> Aufgabenstellung A:
Wo kauften die Macher von „Raumschiff GameStar“ laut dem Forumsthread über Filmrequisiten ihre StarWars-Requisiten?
> Aufgabenstellung B:
Greife den Forumsthread über Filmrequisiten nach seinem letzten Beitrag auf und setze ihn fort.

> Textauszug:

# [Allgemein] Filmrequisiten



## ponda (12. Oktober 2002)

*filmrequisiten*

es gehört jetzt zwar nicht richtig zu "videoschnitt", aber weiß
jemand von euch, wo man so filmrequisiten kaufen kann. also kunstblut
und so...(also sachen, für special effects etc...)
gibt es da vielleicht einen online shop?

thx ponda


----------



## BubiBohnensack (12. Oktober 2002)

Also ich kann dir sicher sagen, dass es diese Shops gibt!

Z.B. habe ich einen gesehen, wo man den originalen Blade Mantell (Disco) kaufen konnte - war aber irre teuer. Genauso sieht es mit Lichtschwertern und allen möglichen anderen Gimmicks aus. Genaue Links kann ich dir leider nicht geben.


----------



## MoMo (13. Oktober 2002)

Die Typen von "Raumschiff GameStar" (http://www.gamestar.de) z.B. haben ihre StarWars-Requisiten während eines E3-Besuchs in Amerika "gut und billig" gekauft.

Wo man das in Deutschland herkriegt, kann ich dir aber leider auch nicht sagen.

Gruß
MoMo


----------



## ponda (13. Oktober 2002)

hehe..."raumschiff-gamestar" kenn ich. ist eigentlich ganz lustig.
 
mmmh...also falls einem ein link einfällt wär es echt super lieb,
wenn es den dann hier posten könnte. bin gerade an einem projekt, wo
wir oft blut brauchen und ich hab keinen bock die ganze zeit mit 
marmelade von meiner oma rumzuhantieren. 
es ist echt ziemlich wichtig

thx ponda


----------



## BubiBohnensack (13. Oktober 2002)

du willst dir also Kunstblut kaufen? Geh zum Schlachter...


----------



## ponda (13. Oktober 2002)

na lecker! 
also ich brauch nicht nur das kunstblut, sondern auch andere sachen.
das ist nur ein teil der sachen, die wir brauchen.


----------



## BubiBohnensack (13. Oktober 2002)

Z.B. sowas hier?`

Link Link Link Link Link Link Link


----------



## ponda (13. Oktober 2002)

das ist schon sehr gut...nur ist es nach bestimmten filmen
sortiert. gibt es da auch noch etwas was sich mit dem allgemeinen
befasst? und wie soll man denn an die sachen drankommen?

> Datensätze:

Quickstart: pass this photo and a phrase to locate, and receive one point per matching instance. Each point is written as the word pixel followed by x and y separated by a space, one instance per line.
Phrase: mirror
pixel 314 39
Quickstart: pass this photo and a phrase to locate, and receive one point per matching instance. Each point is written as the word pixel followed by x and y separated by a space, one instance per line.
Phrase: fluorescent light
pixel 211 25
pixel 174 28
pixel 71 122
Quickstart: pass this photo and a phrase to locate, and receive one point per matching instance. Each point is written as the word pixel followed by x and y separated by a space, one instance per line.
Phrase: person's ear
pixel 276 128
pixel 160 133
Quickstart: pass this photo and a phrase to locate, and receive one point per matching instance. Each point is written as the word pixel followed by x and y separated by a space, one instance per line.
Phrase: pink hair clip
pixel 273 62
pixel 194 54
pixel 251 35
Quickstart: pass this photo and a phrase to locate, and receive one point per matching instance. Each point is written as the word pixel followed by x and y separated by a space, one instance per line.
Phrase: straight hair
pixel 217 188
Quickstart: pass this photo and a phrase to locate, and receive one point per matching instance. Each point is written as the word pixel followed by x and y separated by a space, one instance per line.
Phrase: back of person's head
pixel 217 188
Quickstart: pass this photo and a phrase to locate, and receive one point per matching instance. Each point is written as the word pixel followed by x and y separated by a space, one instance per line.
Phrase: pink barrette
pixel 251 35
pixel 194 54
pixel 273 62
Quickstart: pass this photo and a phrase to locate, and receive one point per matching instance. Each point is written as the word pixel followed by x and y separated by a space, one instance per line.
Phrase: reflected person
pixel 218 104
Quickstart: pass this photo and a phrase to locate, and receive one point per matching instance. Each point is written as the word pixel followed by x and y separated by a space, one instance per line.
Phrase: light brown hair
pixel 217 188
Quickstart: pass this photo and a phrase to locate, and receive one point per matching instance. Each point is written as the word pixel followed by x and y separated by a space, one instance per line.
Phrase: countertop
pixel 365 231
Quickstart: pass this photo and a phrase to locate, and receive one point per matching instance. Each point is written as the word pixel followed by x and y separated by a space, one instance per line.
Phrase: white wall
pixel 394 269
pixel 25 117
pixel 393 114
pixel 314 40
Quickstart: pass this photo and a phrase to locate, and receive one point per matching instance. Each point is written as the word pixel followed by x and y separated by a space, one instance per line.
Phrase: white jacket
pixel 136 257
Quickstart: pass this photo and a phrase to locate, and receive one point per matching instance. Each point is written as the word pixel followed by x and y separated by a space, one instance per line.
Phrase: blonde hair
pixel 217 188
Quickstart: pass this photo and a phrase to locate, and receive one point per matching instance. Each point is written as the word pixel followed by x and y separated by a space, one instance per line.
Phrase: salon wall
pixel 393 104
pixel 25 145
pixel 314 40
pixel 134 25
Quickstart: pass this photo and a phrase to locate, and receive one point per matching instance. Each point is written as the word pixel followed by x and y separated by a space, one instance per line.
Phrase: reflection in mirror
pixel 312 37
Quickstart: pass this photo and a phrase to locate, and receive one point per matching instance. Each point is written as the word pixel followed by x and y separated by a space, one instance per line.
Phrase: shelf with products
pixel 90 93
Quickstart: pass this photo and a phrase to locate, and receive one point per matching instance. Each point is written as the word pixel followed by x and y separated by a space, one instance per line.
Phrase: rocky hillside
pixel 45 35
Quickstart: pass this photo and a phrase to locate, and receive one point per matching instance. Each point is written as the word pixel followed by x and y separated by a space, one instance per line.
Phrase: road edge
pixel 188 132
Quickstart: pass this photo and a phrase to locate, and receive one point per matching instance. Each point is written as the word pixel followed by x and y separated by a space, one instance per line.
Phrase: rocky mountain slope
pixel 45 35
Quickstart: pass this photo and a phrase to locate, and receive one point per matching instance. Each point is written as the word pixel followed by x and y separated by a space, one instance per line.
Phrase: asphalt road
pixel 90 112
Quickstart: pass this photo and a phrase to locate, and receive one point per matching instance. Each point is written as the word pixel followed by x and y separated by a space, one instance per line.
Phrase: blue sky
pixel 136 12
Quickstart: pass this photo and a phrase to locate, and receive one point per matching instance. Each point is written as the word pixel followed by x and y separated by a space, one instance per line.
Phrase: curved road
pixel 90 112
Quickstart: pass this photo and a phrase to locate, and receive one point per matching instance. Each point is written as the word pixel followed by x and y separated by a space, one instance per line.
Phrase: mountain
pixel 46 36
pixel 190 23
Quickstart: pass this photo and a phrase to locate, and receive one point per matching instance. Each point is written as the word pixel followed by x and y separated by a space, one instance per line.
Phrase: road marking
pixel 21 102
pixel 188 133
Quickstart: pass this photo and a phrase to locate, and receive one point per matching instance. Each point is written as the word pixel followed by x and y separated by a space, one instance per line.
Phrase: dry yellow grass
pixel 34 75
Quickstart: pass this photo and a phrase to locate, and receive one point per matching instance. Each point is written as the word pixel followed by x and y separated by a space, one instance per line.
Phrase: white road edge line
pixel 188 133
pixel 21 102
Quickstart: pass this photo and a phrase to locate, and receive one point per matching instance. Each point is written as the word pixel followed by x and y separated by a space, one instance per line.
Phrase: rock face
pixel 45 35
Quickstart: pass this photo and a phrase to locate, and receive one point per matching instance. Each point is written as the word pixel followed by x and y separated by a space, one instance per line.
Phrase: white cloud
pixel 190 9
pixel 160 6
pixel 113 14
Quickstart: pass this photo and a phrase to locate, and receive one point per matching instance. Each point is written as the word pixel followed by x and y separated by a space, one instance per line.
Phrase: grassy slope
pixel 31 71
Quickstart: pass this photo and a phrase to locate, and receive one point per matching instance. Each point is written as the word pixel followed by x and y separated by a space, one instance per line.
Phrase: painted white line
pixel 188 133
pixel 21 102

> Endergebnis A:
Während eines E3-Besuchs in Amerika.

> Endergebnis B:
z.B. hier

ich mein auch z.B. so ne sachen


----------



## BubiBohnensack (13. Oktober 2002)

Achso so'n Kram, in Hamburg haben wir diverse Geschäfte für all so'n Kram. (z.B. Startoys)
Vielleicht gibt es das in deiner Stadt auch.


----------



## ponda (13. Oktober 2002)

also ich kenn so ein geschäft in braunschweig nicht. kommt vielleicht jemand aus der nähe und kennt ein geschäft in der nähe?


----------



## Doofkatze (17. Oktober 2002)

Hier da gibts ne menge Schwerter! Z.B das Blade Schwert und den Herr der Ringe ring usw..
http://www.spaceart.de


----------



## SPACEart (9. Dezember 2005)

SPACEart hat inzwischen eine neue Internet-Adresse.
Die oben angegebene funktioniert inzwischen nicht mehr.
Dei neue URL von SPACEart lautet:

*http://spaceart.de*

Dort gibt es sehr viele tolle Schwerter zu Filmen und
auch über 1500 Modelle.


----------



## chmee (9. Dezember 2005)

"Deko Behrendt" in Berlin ist schon ganz gut sortiert in Sachen Falsche Zähne, Kunstblut,
Halbe Arme, Kryolan-Zeugs etc.. Haben aber eine nur wenig aussagekräftige Webseite.
http://www.deko-behrendt-berlin.de/

Kunstblut bei Google eingegeben zeigt Dir etliche Seiten an, auch zum Selbermachen.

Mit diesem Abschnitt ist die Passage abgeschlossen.